*** Source records

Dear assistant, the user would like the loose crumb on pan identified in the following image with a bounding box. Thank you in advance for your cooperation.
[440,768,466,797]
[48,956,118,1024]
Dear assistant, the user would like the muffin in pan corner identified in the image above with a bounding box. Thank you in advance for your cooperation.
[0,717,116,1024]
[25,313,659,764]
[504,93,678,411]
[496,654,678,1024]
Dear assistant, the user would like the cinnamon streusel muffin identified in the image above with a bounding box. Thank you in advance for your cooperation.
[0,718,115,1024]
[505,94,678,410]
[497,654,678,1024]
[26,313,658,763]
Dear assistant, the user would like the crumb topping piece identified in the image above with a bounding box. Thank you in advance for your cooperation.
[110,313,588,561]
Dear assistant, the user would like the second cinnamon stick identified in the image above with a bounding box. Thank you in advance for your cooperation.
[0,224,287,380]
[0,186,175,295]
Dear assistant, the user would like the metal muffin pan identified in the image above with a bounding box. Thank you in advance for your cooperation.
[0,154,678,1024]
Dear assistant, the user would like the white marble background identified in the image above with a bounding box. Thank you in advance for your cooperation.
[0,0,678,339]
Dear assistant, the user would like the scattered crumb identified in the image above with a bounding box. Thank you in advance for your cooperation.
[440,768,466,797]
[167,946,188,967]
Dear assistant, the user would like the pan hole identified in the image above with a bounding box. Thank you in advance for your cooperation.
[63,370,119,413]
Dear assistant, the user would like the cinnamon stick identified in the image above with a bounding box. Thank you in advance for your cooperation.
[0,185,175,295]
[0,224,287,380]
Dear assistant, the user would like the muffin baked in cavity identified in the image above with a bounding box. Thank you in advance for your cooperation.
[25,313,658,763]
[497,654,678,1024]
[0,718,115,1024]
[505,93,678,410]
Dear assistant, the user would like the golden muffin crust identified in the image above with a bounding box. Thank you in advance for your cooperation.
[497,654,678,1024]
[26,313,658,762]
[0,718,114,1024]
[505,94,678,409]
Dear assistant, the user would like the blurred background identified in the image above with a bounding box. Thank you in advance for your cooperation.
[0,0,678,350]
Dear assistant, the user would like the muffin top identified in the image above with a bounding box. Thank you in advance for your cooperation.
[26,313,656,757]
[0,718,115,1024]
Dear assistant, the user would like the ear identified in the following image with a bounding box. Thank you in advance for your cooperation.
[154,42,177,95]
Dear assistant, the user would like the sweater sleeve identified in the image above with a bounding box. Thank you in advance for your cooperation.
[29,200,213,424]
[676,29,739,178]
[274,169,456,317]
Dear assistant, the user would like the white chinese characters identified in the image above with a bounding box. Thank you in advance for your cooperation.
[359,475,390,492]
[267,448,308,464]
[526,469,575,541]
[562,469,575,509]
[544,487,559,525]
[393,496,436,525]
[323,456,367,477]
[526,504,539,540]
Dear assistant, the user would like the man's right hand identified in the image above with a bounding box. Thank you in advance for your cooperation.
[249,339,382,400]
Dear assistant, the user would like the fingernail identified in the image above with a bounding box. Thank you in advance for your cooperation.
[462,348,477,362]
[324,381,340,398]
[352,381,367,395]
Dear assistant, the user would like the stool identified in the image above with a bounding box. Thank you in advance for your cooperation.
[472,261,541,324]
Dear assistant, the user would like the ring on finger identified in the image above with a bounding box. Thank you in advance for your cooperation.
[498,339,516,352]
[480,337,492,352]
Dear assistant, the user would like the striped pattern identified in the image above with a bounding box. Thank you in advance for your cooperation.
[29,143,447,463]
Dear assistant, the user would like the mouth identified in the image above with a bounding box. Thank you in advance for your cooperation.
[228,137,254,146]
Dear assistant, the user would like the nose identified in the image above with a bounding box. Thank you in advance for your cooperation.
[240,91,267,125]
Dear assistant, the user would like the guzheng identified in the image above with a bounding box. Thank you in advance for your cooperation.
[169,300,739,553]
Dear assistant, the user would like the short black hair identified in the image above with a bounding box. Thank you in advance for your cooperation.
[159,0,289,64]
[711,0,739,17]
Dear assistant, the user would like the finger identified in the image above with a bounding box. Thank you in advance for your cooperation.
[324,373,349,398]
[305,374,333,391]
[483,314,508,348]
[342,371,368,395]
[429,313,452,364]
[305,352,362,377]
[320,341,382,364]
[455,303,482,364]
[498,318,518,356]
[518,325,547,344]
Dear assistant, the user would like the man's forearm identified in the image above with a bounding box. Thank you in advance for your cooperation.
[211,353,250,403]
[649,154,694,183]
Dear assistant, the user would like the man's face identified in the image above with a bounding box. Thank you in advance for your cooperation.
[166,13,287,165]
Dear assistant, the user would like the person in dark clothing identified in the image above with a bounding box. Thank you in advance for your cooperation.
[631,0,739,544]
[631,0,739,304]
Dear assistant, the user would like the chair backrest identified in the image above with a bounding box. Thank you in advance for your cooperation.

******

• _Description of the task_
Give every line of the records from the one containing "Dear assistant, the user would like the white chinese" down to the one containing "[649,154,694,183]", inclusive, as a JSON list of strings with one string per line and blank lines omitted.

• _Task result_
[
  "Dear assistant, the user would like the white chinese characters identified in the image above with a bounding box. Thank you in advance for your cooperation.",
  "[359,475,390,492]",
  "[267,448,308,464]",
  "[526,469,575,541]",
  "[562,469,575,509]",
  "[544,487,559,525]",
  "[393,496,436,525]",
  "[323,456,367,477]",
  "[526,504,539,540]",
  "Dear assistant, the user would like the man's right hand identified in the image above with a bounding box. Thank you in advance for your cooperation.",
  "[249,339,382,400]",
  "Dear assistant, the user would like the fingernail identified in the image above with a bounding box. Thank you in advance for your cooperation.",
  "[462,348,477,362]",
  "[324,381,340,398]",
  "[352,381,367,395]",
  "Dear assistant, the user would like the stool identified in the image above with a bounding box. Thank you in advance for your cooperation.",
  "[472,261,541,324]",
  "Dear assistant, the user would like the ring on finger identified in the image above with a bounding box. Thank you in advance for your cooperation.",
  "[498,339,516,352]",
  "[480,337,492,352]",
  "Dear assistant, the user would like the striped pattern identified in the image above with a bounding box. Thank you in advance for your cooperation.",
  "[29,143,447,463]",
  "Dear assistant, the user would like the mouth identified in the image above with a bounding box. Thank you in advance for your cooperation.",
  "[228,137,254,146]",
  "Dear assistant, the user would like the nose identified in the image above with a bounding box. Thank you in advance for your cooperation.",
  "[240,91,267,125]",
  "Dear assistant, the user would like the guzheng identified in the image above with a bounding box. Thank you in advance for your cooperation.",
  "[169,300,739,553]",
  "Dear assistant, the user would like the short black hair identified in the image above with a bounding box. Thank you in advance for your cooperation.",
  "[159,0,289,64]",
  "[711,0,739,17]",
  "Dear assistant, the user would like the finger identified in the image above with a bounding box. Thank you in advance for your cooperation.",
  "[324,373,349,398]",
  "[305,374,333,391]",
  "[483,314,508,348]",
  "[342,371,368,395]",
  "[429,313,452,364]",
  "[305,352,362,377]",
  "[320,341,382,364]",
  "[455,303,482,364]",
  "[498,318,518,356]",
  "[518,325,547,344]",
  "Dear assistant, the user would like the man's forearm identified in the image above with a bounding box. Thank you in advance for your cooperation.",
  "[211,353,250,403]",
  "[649,154,694,183]"
]